→ Task directions
Return exactly the lines that run from the one containing "Our QA team would like to know where the orange" to the end of the entries, with both ends included.

Items from a data source
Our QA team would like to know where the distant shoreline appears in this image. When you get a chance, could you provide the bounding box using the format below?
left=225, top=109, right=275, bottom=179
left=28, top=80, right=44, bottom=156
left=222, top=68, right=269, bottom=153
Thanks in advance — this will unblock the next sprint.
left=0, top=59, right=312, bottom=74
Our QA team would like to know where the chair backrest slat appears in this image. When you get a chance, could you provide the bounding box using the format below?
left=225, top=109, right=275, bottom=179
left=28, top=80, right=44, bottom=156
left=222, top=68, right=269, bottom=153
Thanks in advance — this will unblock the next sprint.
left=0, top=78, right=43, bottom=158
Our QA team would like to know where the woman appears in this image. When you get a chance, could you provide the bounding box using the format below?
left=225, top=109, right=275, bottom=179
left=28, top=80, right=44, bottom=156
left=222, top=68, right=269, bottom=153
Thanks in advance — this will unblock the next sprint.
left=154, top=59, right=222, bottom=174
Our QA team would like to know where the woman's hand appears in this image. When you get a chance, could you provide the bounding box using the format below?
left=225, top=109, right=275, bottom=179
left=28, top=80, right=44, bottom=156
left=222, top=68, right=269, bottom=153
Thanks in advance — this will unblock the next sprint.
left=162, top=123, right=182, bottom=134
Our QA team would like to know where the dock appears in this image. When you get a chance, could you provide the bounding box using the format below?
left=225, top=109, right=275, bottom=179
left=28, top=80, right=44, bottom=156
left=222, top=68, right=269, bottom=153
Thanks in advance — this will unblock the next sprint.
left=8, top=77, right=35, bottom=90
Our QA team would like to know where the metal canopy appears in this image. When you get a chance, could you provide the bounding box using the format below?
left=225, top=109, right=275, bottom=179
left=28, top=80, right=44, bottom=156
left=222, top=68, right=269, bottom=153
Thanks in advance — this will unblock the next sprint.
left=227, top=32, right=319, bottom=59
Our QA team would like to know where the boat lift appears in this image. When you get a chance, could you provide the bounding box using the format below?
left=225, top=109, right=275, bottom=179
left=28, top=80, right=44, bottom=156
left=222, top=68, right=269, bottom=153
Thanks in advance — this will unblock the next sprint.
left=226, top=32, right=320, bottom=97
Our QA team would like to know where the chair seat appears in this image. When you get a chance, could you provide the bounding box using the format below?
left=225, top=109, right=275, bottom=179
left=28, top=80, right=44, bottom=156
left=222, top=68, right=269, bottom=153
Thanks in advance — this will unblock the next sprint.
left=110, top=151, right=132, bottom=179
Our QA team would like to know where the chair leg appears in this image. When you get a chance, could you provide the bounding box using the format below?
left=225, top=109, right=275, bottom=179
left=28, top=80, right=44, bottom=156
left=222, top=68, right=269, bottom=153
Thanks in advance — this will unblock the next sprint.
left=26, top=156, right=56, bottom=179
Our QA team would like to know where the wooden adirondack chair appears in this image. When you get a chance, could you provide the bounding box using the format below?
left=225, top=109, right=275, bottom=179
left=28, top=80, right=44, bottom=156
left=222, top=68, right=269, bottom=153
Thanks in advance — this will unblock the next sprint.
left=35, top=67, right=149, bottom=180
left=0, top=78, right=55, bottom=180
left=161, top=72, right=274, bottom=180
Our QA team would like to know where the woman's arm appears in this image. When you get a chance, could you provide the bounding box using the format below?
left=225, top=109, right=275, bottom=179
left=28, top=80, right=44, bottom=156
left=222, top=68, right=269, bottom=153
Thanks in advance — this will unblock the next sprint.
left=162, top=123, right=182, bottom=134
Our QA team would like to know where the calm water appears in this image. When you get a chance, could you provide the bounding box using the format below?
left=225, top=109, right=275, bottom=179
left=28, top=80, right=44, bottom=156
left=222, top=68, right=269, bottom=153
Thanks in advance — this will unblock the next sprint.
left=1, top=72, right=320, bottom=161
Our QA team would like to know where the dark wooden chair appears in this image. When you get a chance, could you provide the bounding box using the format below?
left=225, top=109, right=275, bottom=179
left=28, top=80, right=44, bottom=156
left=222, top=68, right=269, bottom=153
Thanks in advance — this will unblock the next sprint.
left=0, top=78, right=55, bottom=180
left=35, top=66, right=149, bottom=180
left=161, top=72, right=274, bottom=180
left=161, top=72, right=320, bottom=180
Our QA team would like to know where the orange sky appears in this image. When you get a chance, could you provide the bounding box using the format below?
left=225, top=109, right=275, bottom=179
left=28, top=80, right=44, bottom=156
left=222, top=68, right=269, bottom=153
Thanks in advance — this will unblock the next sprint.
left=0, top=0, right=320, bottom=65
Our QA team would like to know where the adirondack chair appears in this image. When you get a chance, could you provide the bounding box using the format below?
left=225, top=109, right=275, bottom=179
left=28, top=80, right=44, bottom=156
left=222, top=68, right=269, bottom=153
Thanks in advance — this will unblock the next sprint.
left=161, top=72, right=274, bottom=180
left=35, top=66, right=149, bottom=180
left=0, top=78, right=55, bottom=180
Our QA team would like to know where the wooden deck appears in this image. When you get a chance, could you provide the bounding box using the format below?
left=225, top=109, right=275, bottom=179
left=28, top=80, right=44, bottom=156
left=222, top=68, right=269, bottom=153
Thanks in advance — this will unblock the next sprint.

→ Output of the task
Our QA team would like to know where the orange sky appears in this image. When you get a chance, could you provide the bounding box using the format below?
left=225, top=109, right=275, bottom=179
left=28, top=80, right=44, bottom=156
left=222, top=68, right=269, bottom=153
Thanks in advance — this will unblock the next sprint.
left=0, top=0, right=320, bottom=65
Our QA team would like to know where the adirondack chair appears in this image. When you get a chance, could you provide the bounding box using the format below?
left=225, top=109, right=275, bottom=179
left=28, top=80, right=44, bottom=156
left=222, top=68, right=269, bottom=153
Thanks in advance — this will unblock the next sprint.
left=161, top=72, right=274, bottom=180
left=35, top=66, right=149, bottom=180
left=0, top=78, right=55, bottom=180
Our QA team would like to know where the wooden deck appears in this image. When you get a chance, could you provide the bounding box using the format below?
left=225, top=109, right=275, bottom=179
left=28, top=80, right=44, bottom=156
left=222, top=68, right=269, bottom=153
Thanks in advance — this will unblock the next sprint.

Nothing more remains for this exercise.